_Work item_
In the myeloma discussion excerpt, how many times does the average patient see a primary care doctor with signs and symptoms before diagnosis?

_Document extract_
● ● ● ●
But what I would like to do is try to look forward a little bit, one, to give us hope. I commented yesterday that I don't think in 25 years of myeloma I've ever seen a time as right now with the sheer number of clinical trials, the sheer number of molecules, the success that we're seeing is really extraordinary. But two, also to really have you think about some very specific things that might influence your care over the coming months and years as we think about the future of myeloma. So we want to create some hope today, but we also want to map out a little bit of where myeloma is going.
Shaji, we're going to try to cover a bit of the spectrum of myeloma. My first question for you and your crystal ball is to say right now in myeloma, we discussed this briefly yesterday, most people get diagnosed because they've had a symptom or a sign that's been going on for months. The average patient sees their primary care doctor three times with signs and symptoms with myeloma, back pain, a weakness, fatigue. As we heard from Thomas Goody, he had that pain in his arm. Are we going to now start thinking about catching myeloma earlier? Are we going to start screening for myeloma anytime soon?
● ● ● ●
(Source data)
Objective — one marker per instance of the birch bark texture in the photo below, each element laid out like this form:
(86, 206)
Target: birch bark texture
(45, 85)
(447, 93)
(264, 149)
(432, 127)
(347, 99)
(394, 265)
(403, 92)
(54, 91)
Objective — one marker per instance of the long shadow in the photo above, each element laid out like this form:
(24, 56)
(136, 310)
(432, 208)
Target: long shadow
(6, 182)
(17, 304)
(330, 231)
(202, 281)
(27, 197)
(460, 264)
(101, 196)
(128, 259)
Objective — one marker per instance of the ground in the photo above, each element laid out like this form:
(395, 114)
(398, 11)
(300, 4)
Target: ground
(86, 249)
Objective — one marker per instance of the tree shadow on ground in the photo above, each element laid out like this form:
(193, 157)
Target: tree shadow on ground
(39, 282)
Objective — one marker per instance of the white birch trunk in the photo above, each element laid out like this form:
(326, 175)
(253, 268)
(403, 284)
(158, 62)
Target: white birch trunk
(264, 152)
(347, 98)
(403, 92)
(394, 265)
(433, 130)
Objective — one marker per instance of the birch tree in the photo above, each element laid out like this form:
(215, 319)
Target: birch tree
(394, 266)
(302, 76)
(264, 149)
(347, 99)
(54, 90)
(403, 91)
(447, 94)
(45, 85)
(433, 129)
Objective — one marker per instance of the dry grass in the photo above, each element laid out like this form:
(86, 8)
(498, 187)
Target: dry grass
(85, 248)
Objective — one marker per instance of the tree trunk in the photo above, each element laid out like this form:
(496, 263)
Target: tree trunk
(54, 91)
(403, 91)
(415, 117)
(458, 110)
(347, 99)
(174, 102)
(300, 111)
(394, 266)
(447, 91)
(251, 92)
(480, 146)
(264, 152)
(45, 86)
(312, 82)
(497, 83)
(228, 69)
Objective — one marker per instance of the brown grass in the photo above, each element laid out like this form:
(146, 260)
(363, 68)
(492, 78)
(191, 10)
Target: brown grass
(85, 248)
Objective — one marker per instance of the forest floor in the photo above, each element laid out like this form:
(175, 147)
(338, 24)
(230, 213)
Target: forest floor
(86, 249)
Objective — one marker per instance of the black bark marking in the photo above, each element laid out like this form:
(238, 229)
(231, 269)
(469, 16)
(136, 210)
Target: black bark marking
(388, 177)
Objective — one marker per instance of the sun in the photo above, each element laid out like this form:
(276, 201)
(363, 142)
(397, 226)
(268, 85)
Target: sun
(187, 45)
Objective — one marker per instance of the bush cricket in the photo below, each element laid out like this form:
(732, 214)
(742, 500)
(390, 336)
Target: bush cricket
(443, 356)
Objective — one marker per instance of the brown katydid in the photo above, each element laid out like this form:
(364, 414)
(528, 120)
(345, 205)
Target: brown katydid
● ● ● ●
_Task output_
Three times.